**Exercise details**
Show each line in the listing below that contains the word "photo".

**Source material**

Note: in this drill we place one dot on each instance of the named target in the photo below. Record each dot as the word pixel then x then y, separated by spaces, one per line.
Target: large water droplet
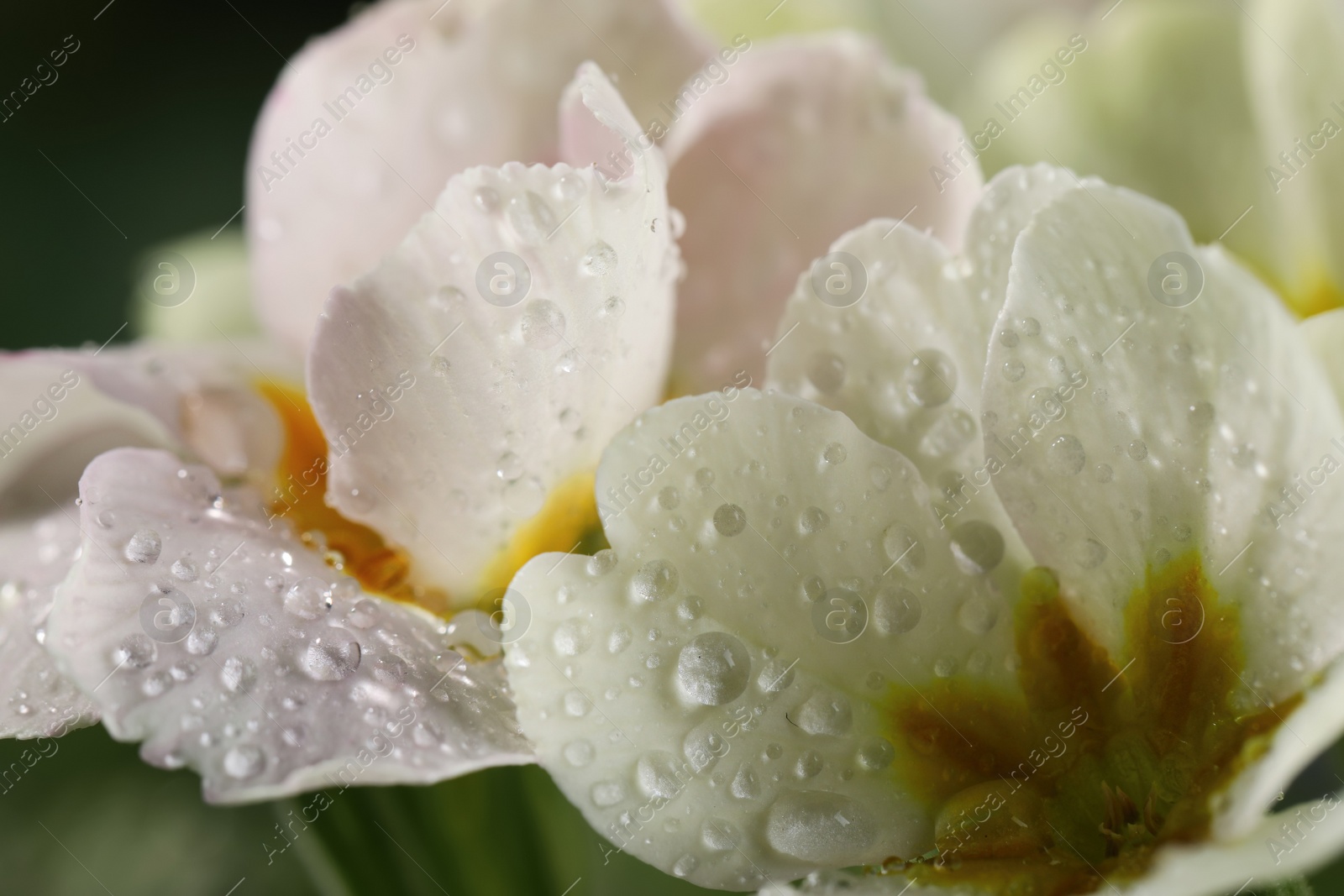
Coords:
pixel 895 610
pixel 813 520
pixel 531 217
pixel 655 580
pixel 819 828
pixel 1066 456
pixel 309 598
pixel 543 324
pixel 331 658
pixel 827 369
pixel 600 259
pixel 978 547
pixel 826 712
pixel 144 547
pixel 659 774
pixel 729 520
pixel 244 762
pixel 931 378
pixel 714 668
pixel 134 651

...

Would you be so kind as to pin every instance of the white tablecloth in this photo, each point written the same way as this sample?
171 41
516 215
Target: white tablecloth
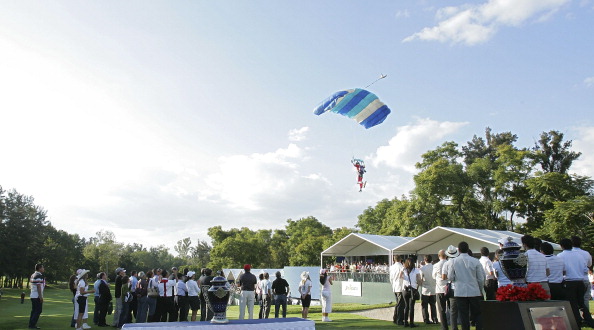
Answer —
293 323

**Task result**
Note: in this drill we place one dot on each instance of the named target in the photo below. Record each dot as the word pixel then x then y, separated by spaces, one per line.
Would you be so kind as to pin every instance of the white tablecloth in this photo, each point written the same way as this sample?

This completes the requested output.